__TASK BRIEF__. Please print the data again exactly as given.

__SOURCE DATA__.
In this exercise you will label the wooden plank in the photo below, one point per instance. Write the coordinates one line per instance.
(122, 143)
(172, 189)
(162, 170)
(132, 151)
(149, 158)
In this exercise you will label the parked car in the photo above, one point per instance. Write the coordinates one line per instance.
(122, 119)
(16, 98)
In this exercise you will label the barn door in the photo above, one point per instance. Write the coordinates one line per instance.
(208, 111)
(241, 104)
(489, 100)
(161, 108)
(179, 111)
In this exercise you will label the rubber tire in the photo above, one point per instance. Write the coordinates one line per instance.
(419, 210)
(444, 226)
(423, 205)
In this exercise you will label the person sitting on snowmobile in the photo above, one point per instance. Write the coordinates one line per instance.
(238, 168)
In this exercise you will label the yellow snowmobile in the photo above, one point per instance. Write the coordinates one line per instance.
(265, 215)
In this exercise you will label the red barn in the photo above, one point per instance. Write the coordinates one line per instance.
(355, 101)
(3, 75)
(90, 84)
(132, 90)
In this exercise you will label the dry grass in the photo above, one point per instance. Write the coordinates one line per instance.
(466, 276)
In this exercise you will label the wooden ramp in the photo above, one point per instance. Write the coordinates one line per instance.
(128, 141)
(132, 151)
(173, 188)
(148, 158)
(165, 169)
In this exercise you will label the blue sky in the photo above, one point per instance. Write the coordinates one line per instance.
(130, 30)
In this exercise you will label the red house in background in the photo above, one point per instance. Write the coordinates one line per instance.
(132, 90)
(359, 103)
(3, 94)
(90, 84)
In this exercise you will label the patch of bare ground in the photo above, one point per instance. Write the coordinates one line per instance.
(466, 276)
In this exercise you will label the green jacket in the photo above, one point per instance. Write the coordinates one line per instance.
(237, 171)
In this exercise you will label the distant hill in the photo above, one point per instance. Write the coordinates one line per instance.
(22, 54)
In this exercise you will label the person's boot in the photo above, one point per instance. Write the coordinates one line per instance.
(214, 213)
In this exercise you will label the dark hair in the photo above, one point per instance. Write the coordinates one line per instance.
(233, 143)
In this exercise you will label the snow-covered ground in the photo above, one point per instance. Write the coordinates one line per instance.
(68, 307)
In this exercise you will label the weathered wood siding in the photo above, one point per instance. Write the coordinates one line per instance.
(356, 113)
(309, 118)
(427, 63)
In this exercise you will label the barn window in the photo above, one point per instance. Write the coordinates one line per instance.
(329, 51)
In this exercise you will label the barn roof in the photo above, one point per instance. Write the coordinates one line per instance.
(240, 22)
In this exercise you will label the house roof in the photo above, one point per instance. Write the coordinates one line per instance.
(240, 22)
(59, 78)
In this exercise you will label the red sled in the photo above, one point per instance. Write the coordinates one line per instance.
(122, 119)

__YOUR SOLUTION__.
In this exercise you will label the wooden plank in the photo below, one point per instance. Write the coordinates one line per instance.
(122, 143)
(172, 189)
(162, 170)
(132, 151)
(149, 158)
In this exercise you will label the parked car in the photo above, one point per instance. Write the coordinates one line per instance.
(122, 119)
(16, 98)
In this exercise you will label the barn door in the photo above, one point per instance. Write the coordinates one line per instance.
(208, 111)
(241, 104)
(489, 100)
(161, 108)
(179, 111)
In this exercise you will label the rubber tire in the photo above, one point per instance. Write the coordinates one line per instance.
(419, 210)
(444, 226)
(423, 205)
In this exercise you will label the person sitting on snowmobile in the photo above, one point per instance. Write the coordinates one line per instance.
(238, 168)
In this exercise you will label the yellow snowmobile in the photo above, one point per instance. Write the coordinates one line per instance.
(265, 215)
In this exercise you will label the red barn in the photo above, one point per instance. Write the coordinates one line per instance.
(355, 101)
(3, 75)
(90, 84)
(132, 90)
In this exercise you will label the dry grass in the photo above, one point per instance. Write the coordinates one line per instance.
(466, 276)
In this exercise you will label the wooden ramp in the photo above, one point per instance. Write the coordinates one line per instance.
(128, 141)
(132, 151)
(173, 188)
(148, 158)
(165, 169)
In this exercise you will label the blue sky in the photo above, one point per instance. Write the coordinates one line per instance.
(130, 30)
In this exercise you will label the red house in background in the photo above, one point per instance. Write the coordinates one line per instance.
(132, 90)
(359, 103)
(3, 94)
(90, 84)
In this exercise you will label the patch of bare ground in the photo above, one point per instance. Write the coordinates one line per instance.
(466, 276)
In this exercise you will label the green jacket in the photo above, one point per instance. Write the coordinates one line per instance.
(237, 171)
In this exercise you will label the distant hill in the photo above, one point per instance. Write the coordinates one line per instance.
(22, 54)
In this exercise you will label the person's boot in the photo above, one point per instance. Write the coordinates one line per instance.
(214, 213)
In this exercise you will label the dark hair in the photo above, one point per instance. Write the coordinates one line per instance.
(233, 143)
In this exercise you will label the snow-covered ground in the photo above, one point per instance. Write the coordinates one line per instance.
(68, 307)
In this exercise you will label the weathered wood siding in the photo above, one point per instance. Write the coordinates one line per instance.
(356, 113)
(309, 118)
(427, 63)
In this exercise you will label the barn window in the photo above, one point per instance. Write the coordinates one line per instance.
(329, 51)
In this exercise you will label the barn roof in the photo above, one point per instance. Write the coordinates one line per instance.
(240, 22)
In this exercise you will label the house roof in the photo above, one point per instance. Write the coordinates one line per instance.
(240, 22)
(59, 78)
In this exercise you will label the red sled in the photo above, one point per instance. Write the coordinates one line per instance.
(122, 119)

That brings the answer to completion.